▶ **YOUR TASK**
Pick up the article below on Maine renters facing pandemic eviction risk after its last sentence and continue it in the same reporting style.
--- EXCERPTED PASSAGE Enclosed Below ---
The bank’s New England Public Policy Center estimated that more than one-third of renters in the six-state region – including 30 percent of renters in Maine — were at risk of not being able to pay their monthly rents. It also found renter households were more likely to be occupied by workers with jobs carrying a higher risk of being shut down during the pandemic. One example is nonessential work that can’t be done remotely, such as Rebecca Giles’ cleaning service.
Renters who can’t pay face the threat of being evicted. Most have a cushion for the moment, because evictions are on hold in Maine until at least Aug. 3, as part of the court system’s COVID-19 phased management plan.
A housing survey done weekly by the U.S. Census Bureau points to signs of future trouble. Nationally, one in five renters weren’t able to pay June rent. In Maine, the figure was better, close to 9 percent. But in another question about confidence in being able to pay next month’s rent, roughly 14 percent of Maine renters indicated they either had no confidence or only slight confidence in being able to do so.
In April, the state also launched a $5 million emergency rent relief program that allocates $500 to eligible households. As of early June, 5,925 applications had been approved for $2.9 million, with about 5,000 applying within the program’s first two weeks. Another 2,779 applications were in the pipeline.
But a one-time $500 contribution won’t go far in places such as Portland, where the average rent is more than $1,400 a month. So housing advocates fear a delayed wave of evictions, once emergency relief money dries up and the court system reopens.
“That is our concern,” said Craig Saddlemire, manager at the Raise-Op Housing Cooperative in Lewiston.
Saddlemire noted that landlords receiving the $500 can’t evict a tenant for nonpayment during that month. But that moratorium won’t carry over into the future, or restrict a landlord from pursuing the balance of the rent due.
“A lot of folks were facing a significant housing crunch before this,” he said. “Now we’re providing some stopgaps for the most vulnerable. But for a real recovery, we need real housing solutions, not homelessness.”
A TALE OF TWO CONSUMERS
As the second half of 2020 comes into focus, uncertainly over the progression of the pandemic and the future state of the economy are creating two very different scenarios for consumer debt.
--- End of Enclosed EXCERPTED PASSAGE ---
--- INFORMATION SUPPLIED Enclosed Below ---
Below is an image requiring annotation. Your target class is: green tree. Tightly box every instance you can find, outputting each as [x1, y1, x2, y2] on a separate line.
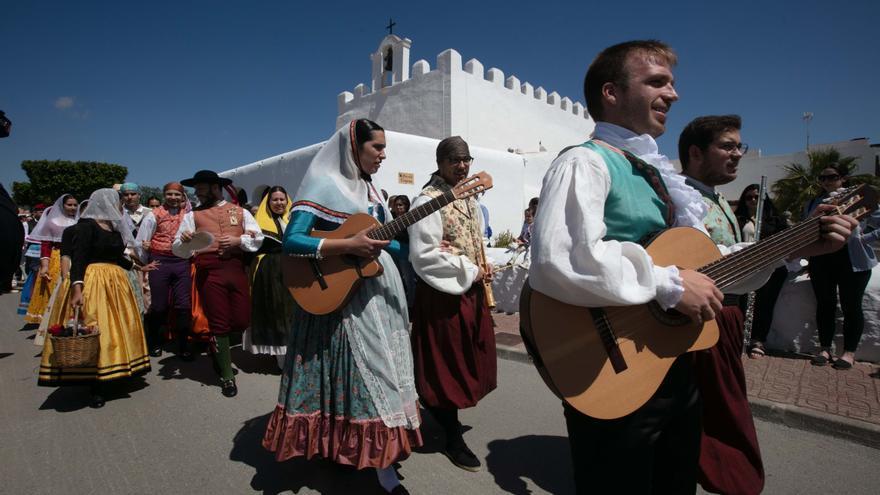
--- End of Enclosed INFORMATION SUPPLIED ---
▶ **FINAL ANSWER**
One is encouraging. Bob Leger, chief financial officer at Infinity Federal Credit Union in Westbrook, is seeing customers who are able put more money into savings and pay down credit card debt. Contrary to typical behavior, some homeowners are taking advantage of low interest rates to refinance 30-year mortgage loans into shorter terms. They’ll have higher monthly expenses but will pay down their mortgages more quickly.
“It seems that consumers are reacting to this high degree of uncertainly by changing their savings habits and their relationship to debt,” Leger said.
But the picture is darker for Mainers with accumulating bills. When the grace periods end, when the subsidies run out, experts expect a rush of collection attempts from creditors.
“We certainly are bracing for a period that will start in a couple of months and extend at least a year beyond that,” said Will Lund, superintendent at the Maine Bureau of Consumer Credit Protection.
Lund can gauge creditor activity by the number of applications from debt collectors and repossession companies that must register to do business in Maine. It’s steady now, but he expects that to change.
Lund has some suggestions for Mainers in debt:
• Check your credit history. The nation’s three credit reporting agencies are offering free weekly online reports through next April.
• Communicate with lenders and creditors. Confirm any agreement with a dated copy in writing, as a way to document what the parties agreed on, in case there’s a dispute in the future.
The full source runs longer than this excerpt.